**EXCERPTED RECORDS:**
Start

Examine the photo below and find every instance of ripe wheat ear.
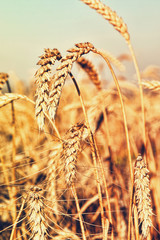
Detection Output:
[28,187,47,240]
[48,42,94,119]
[63,124,85,185]
[0,72,9,93]
[35,48,61,130]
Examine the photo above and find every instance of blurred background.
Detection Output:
[0,0,160,82]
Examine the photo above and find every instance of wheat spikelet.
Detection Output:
[28,187,47,240]
[142,80,160,91]
[35,48,61,130]
[77,57,102,90]
[0,93,27,108]
[0,72,9,93]
[48,42,94,119]
[81,0,130,41]
[63,124,84,185]
[134,155,152,238]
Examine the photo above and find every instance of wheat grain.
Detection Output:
[134,155,152,238]
[0,72,9,92]
[28,187,47,240]
[48,42,94,119]
[63,124,84,185]
[77,57,102,90]
[35,48,61,130]
[81,0,130,41]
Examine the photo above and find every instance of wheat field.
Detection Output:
[0,0,160,240]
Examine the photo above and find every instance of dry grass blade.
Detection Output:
[48,42,94,119]
[134,155,152,238]
[28,187,47,240]
[63,124,84,185]
[0,72,9,92]
[77,57,102,90]
[81,0,130,41]
[35,48,61,130]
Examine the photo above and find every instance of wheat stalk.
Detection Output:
[63,124,84,185]
[77,57,102,90]
[35,48,61,130]
[28,187,47,240]
[0,72,9,92]
[134,155,152,238]
[142,80,160,91]
[81,0,130,41]
[48,42,94,119]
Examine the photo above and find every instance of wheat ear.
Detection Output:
[81,0,146,157]
[48,42,94,119]
[28,187,47,240]
[35,48,61,130]
[142,80,160,91]
[77,57,102,90]
[63,124,84,185]
[0,73,9,92]
[81,0,130,41]
[134,155,152,238]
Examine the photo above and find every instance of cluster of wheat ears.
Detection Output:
[0,0,160,240]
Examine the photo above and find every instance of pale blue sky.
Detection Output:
[0,0,160,81]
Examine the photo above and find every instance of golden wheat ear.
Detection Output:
[134,155,153,238]
[63,124,85,185]
[48,42,94,119]
[77,57,102,90]
[0,72,9,93]
[28,187,47,240]
[81,0,130,41]
[35,48,61,130]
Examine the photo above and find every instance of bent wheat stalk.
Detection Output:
[48,42,94,119]
[81,0,146,156]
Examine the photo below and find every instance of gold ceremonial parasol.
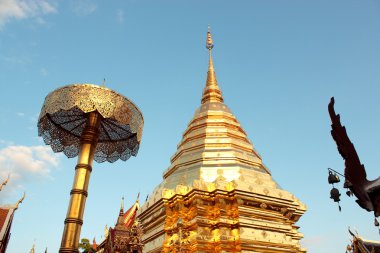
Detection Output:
[38,84,144,252]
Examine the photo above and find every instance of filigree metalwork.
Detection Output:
[38,84,144,162]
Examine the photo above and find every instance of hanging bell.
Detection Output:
[330,187,340,202]
[328,171,340,184]
[343,179,352,189]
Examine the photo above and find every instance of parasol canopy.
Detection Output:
[38,84,144,163]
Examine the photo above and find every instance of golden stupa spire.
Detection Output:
[202,26,223,104]
[120,196,124,214]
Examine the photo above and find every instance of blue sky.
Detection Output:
[0,0,380,253]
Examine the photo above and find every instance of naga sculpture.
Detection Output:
[328,97,380,217]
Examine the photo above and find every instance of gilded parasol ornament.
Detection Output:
[38,84,144,163]
[38,84,144,253]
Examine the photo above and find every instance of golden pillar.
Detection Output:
[38,84,143,253]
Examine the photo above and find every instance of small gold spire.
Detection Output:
[0,174,10,191]
[120,196,124,213]
[202,26,223,104]
[136,192,140,203]
[16,192,25,209]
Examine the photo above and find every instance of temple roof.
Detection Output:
[0,182,25,252]
[347,229,380,253]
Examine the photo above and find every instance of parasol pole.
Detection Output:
[59,111,102,253]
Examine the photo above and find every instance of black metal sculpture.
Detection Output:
[328,97,380,217]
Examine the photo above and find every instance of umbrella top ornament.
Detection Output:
[38,84,144,163]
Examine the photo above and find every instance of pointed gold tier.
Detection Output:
[139,32,306,253]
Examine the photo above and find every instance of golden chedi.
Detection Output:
[138,31,306,253]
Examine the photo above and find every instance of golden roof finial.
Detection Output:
[202,26,223,104]
[0,174,10,191]
[120,196,124,213]
[136,192,140,203]
[16,192,25,209]
[30,239,36,253]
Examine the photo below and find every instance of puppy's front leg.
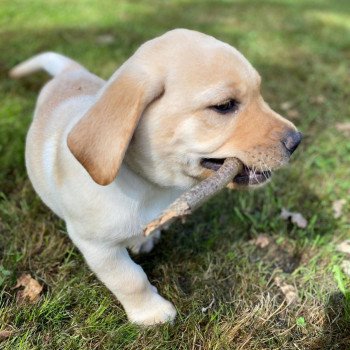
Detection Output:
[73,237,176,325]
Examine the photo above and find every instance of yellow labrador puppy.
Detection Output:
[10,29,301,325]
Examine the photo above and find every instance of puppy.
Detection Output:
[10,29,301,325]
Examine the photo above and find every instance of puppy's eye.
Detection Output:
[210,99,239,114]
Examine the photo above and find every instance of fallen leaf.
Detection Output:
[336,239,350,254]
[14,274,43,302]
[340,260,350,276]
[250,234,271,248]
[280,208,307,228]
[311,95,326,105]
[96,34,115,45]
[280,101,293,111]
[286,109,300,119]
[335,122,350,136]
[275,276,298,304]
[0,329,14,341]
[202,298,215,314]
[332,199,346,219]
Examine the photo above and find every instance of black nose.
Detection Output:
[282,131,303,154]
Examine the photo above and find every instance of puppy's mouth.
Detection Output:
[200,158,272,186]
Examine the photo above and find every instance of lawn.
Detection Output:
[0,0,350,350]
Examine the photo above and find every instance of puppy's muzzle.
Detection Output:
[282,130,303,155]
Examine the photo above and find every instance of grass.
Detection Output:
[0,0,350,350]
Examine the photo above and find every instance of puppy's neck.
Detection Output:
[115,162,184,222]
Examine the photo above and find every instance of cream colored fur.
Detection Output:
[11,29,295,325]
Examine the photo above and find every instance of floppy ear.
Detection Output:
[67,65,163,185]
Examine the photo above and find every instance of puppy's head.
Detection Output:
[68,29,301,188]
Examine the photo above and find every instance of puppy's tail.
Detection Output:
[9,52,83,79]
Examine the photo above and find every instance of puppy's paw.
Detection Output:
[131,231,160,254]
[127,293,176,326]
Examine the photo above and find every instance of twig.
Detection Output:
[143,158,242,236]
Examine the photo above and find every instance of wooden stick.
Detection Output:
[143,158,242,236]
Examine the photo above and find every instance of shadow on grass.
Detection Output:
[310,292,350,350]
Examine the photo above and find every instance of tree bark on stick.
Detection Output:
[143,158,242,236]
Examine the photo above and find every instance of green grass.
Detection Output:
[0,0,350,350]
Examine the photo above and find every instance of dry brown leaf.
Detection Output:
[280,101,293,111]
[335,122,350,136]
[96,34,115,45]
[332,199,346,219]
[340,260,350,276]
[280,208,307,228]
[250,234,271,248]
[0,329,14,341]
[336,239,350,254]
[14,274,43,303]
[311,95,326,105]
[275,276,298,304]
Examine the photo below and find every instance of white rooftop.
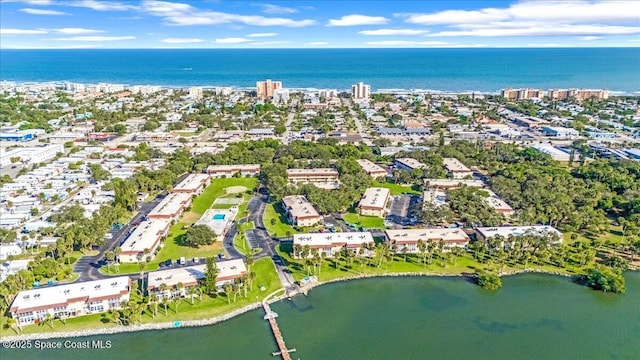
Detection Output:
[11,276,130,313]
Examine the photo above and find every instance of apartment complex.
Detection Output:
[385,228,469,254]
[358,188,391,217]
[351,82,371,100]
[356,159,387,179]
[287,168,340,188]
[500,89,544,100]
[207,164,260,178]
[9,276,131,325]
[173,174,211,195]
[147,259,248,299]
[293,232,375,257]
[147,193,193,221]
[282,195,322,226]
[256,79,282,99]
[442,158,473,179]
[475,225,563,245]
[119,220,171,263]
[393,158,427,171]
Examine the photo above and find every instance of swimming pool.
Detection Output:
[212,214,224,220]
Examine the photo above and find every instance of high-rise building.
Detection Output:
[256,79,282,99]
[351,82,371,99]
[501,89,544,100]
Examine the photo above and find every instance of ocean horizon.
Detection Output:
[0,48,640,95]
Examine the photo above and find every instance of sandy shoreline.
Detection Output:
[0,269,573,341]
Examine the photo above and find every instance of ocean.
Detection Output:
[5,272,640,360]
[0,48,640,95]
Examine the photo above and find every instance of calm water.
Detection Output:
[2,272,640,360]
[0,48,640,93]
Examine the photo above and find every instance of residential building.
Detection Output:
[500,89,544,100]
[9,276,131,325]
[356,159,388,179]
[351,82,371,100]
[147,259,249,299]
[385,228,469,254]
[147,193,192,220]
[256,79,282,99]
[475,225,563,246]
[287,168,340,189]
[358,188,391,217]
[393,158,427,171]
[540,126,580,139]
[293,232,375,257]
[442,158,473,179]
[424,179,484,189]
[282,195,322,226]
[173,174,211,195]
[207,164,260,178]
[119,220,171,263]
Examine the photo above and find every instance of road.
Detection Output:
[73,192,167,281]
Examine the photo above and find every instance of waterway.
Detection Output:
[0,272,640,360]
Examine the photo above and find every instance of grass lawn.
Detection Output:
[372,180,422,195]
[0,258,282,336]
[263,204,298,237]
[342,212,385,229]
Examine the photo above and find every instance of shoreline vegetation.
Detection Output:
[0,268,640,341]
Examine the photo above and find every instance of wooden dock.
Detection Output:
[262,301,296,360]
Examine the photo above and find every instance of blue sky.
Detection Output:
[0,0,640,49]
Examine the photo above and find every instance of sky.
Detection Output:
[0,0,640,49]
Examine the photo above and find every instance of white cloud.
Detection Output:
[327,14,389,26]
[18,8,69,16]
[54,36,136,41]
[247,33,278,37]
[160,38,204,44]
[53,28,105,35]
[427,25,640,37]
[0,29,47,35]
[580,36,602,41]
[359,29,428,36]
[141,1,315,27]
[257,4,298,14]
[215,38,253,44]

End

**TASK BRIEF:** Convert the records starting with the line that contains "Examine the photo above and find every instance of tree" and going on through the line that contains "[11,276,130,313]" into a two-column CSV with the headers text and answer. Give one row per record, put each field in double quotes, replace line breaks with spaces, and leave the pictures out.

**EXERCISE OUTPUT:**
text,answer
"Examine the photo above and find every instance of tree bark on stick. Detection Output:","[143,158,242,236]"
"Examine the photo above and find every instance of green grass. Detection Output:","[0,0,350,350]"
"Examine the photo above and find every instance of dry brown leaf. Detection Output:","[280,101,293,111] [335,122,350,136] [96,34,115,45] [332,199,346,219] [340,260,350,276] [280,208,307,228] [250,234,271,248] [0,329,14,341] [336,239,350,254] [14,274,43,303] [311,95,326,105] [275,276,298,304]"
"Examine the photo below and find every instance of white rooftop. Detection Output:","[11,276,130,313]"